──────── Selected text
Process of Securitisation

There are a number of participants in Securitisation process, firstly there is an Originator- which is usually a financial firm, or a bank, the assets of the originator such as mortgages, credit card receivables, automobile loans, etc are pooled together to securities for writing off those assets from the Originator's Balance sheet. In second step there is an Issuer- often called as Special Purpose Vehicle (SPV). The SPV is a company or it can be another Bank which is specially set up for the purpose of securitisation. The SPV holds the securities, which are the sole owners of the securitised assets, the SPV issues the notes/bonds to the investors which are backed by the pool of assets, but before the notes/bonds been issued there are several other parties are involved during this process, such as the credit scoring companies, Trustees, Servicer. The rating agency advices the originator on assets, examines the credit quality of the pooled assets, and rates the assets to AAA, or AAB, etc. before the bonds been issued to investors. In some cases the underwriters are involved as well during this process. A servicer in many instances is an originator. The servicer is responsible to collect the interest/instalments on loans/mortgages deriving from the pooled assets and pays it to the Trustees. Servicer entitles for a fee for the timely collection of instalments. Trustees act on behalf of investors and looks onto the performance of the other parties involved in the process, reviews periodic information on the pooled assets and takes any legal action on defaults to protect the investors. The large purchasers of the securities are insurance companies and pension funds. These bonds issued are very much favourable to the investors as they are less risky compared to any other investments. These bonds are protected against the default risk. For e.g. a bond is issued by a mortgage backed security and the property price goes down or the buyer defaults then the bondholders would be at risk unless been insured by the external guarantor, or even if the originator went bankrupt then too the bonds are safe, as the bonds are insured and are low on credit risk.
────────────────
──────── Stored rows
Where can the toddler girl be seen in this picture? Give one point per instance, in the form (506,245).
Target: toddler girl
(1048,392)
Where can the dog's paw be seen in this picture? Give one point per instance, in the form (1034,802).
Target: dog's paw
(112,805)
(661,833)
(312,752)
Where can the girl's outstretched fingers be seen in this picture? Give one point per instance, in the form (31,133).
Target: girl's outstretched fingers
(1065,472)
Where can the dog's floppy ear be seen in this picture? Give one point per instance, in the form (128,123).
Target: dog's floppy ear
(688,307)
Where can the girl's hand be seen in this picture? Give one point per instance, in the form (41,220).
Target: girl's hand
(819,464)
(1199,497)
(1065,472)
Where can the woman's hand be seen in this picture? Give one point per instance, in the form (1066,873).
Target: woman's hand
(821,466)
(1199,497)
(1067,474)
────────────────
:: Required work ::
Copy the passage on the securitization process in full, word for word. These rows come from a separate source.

:: Response ::
Process of Securitisation

There are a number of participants in Securitisation process, firstly there is an Originator- which is usually a financial firm, or a bank, the assets of the originator such as mortgages, credit card receivables, automobile loans, etc are pooled together to securities for writing off those assets from the Originator's Balance sheet. In second step there is an Issuer- often called as Special Purpose Vehicle (SPV). The SPV is a company or it can be another Bank which is specially set up for the purpose of securitisation. The SPV holds the securities, which are the sole owners of the securitised assets, the SPV issues the notes/bonds to the investors which are backed by the pool of assets, but before the notes/bonds been issued there are several other parties are involved during this process, such as the credit scoring companies, Trustees, Servicer. The rating agency advices the originator on assets, examines the credit quality of the pooled assets, and rates the assets to AAA, or AAB, etc. before the bonds been issued to investors. In some cases the underwriters are involved as well during this process. A servicer in many instances is an originator. The servicer is responsible to collect the interest/instalments on loans/mortgages deriving from the pooled assets and pays it to the Trustees. Servicer entitles for a fee for the timely collection of instalments. Trustees act on behalf of investors and looks onto the performance of the other parties involved in the process, reviews periodic information on the pooled assets and takes any legal action on defaults to protect the investors. The large purchasers of the securities are insurance companies and pension funds. These bonds issued are very much favourable to the investors as they are less risky compared to any other investments. These bonds are protected against the default risk. For e.g. a bond is issued by a mortgage backed security and the property price goes down or the buyer defaults then the bondholders would be at risk unless been insured by the external guarantor, or even if the originator went bankrupt then too the bonds are safe, as the bonds are insured and are low on credit risk.